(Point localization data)
****************************************
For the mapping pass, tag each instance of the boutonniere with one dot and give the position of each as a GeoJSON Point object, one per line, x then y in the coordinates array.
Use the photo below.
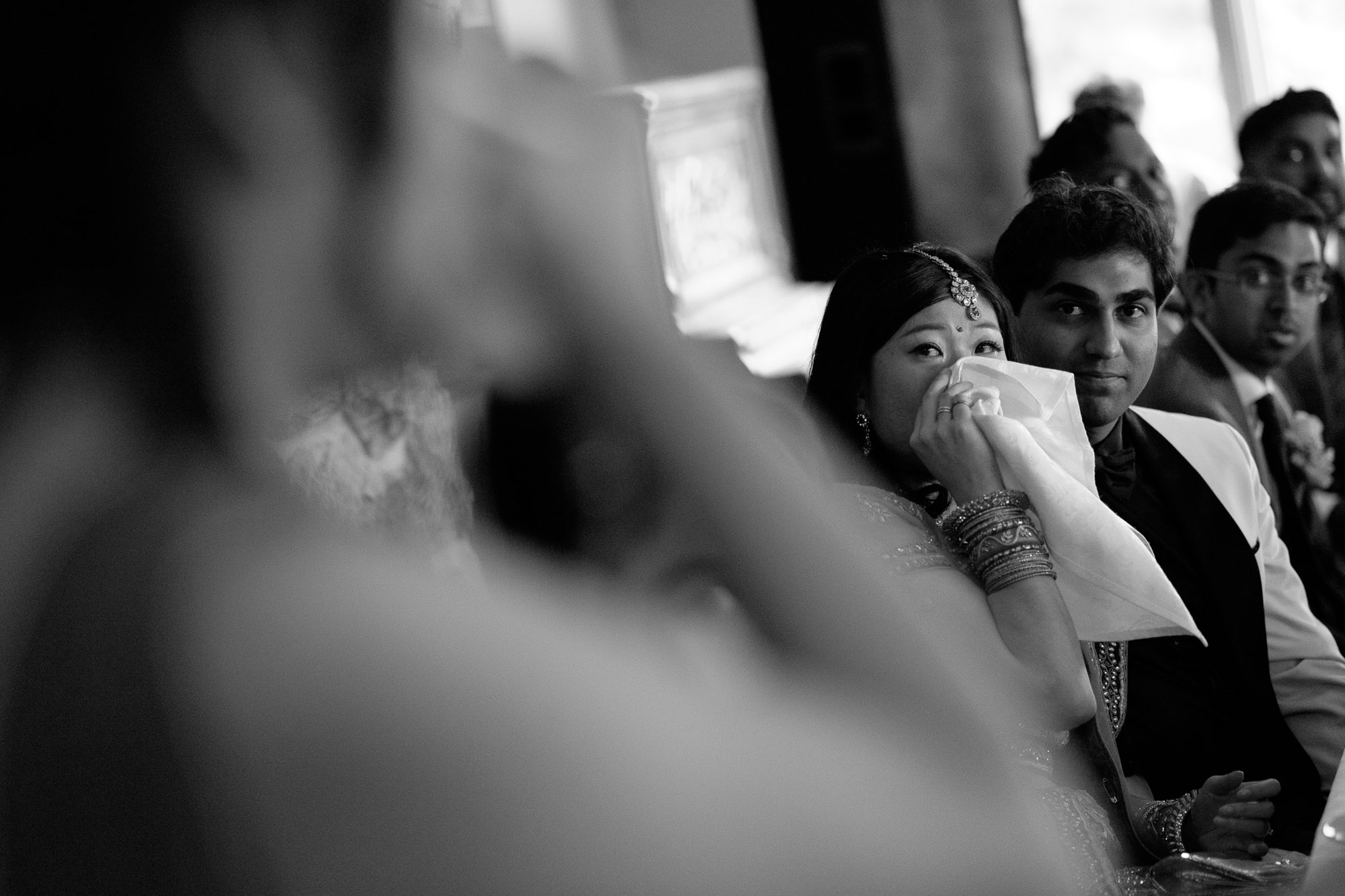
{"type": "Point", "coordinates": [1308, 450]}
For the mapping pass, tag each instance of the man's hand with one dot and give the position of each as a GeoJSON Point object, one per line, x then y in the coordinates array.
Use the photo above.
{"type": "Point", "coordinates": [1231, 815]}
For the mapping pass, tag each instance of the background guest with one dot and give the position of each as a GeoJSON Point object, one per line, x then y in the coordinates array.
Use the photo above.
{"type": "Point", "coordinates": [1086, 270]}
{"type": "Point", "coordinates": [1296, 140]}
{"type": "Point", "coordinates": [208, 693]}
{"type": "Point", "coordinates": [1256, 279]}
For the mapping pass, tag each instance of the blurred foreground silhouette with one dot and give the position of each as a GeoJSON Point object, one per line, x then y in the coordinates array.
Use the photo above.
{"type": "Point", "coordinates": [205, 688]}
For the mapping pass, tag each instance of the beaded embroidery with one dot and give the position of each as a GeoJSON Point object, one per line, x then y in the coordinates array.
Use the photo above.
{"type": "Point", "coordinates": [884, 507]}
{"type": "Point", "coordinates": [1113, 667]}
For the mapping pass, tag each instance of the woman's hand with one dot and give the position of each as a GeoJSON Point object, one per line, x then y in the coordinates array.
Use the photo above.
****************************************
■ What you are asked to do ■
Return, from the data, each line that has the word "hand" in it.

■ Response area ■
For the mapping pass, tag each instance of the man's hand with one dot and give the position of each as a GeoJSON Point object, one per line, x then y in the coordinates array.
For the mapping pass, tag each instance of the woman's hand with one dot and give the position of each as a GeoJSON Point object, one per line, x then y in the coordinates array.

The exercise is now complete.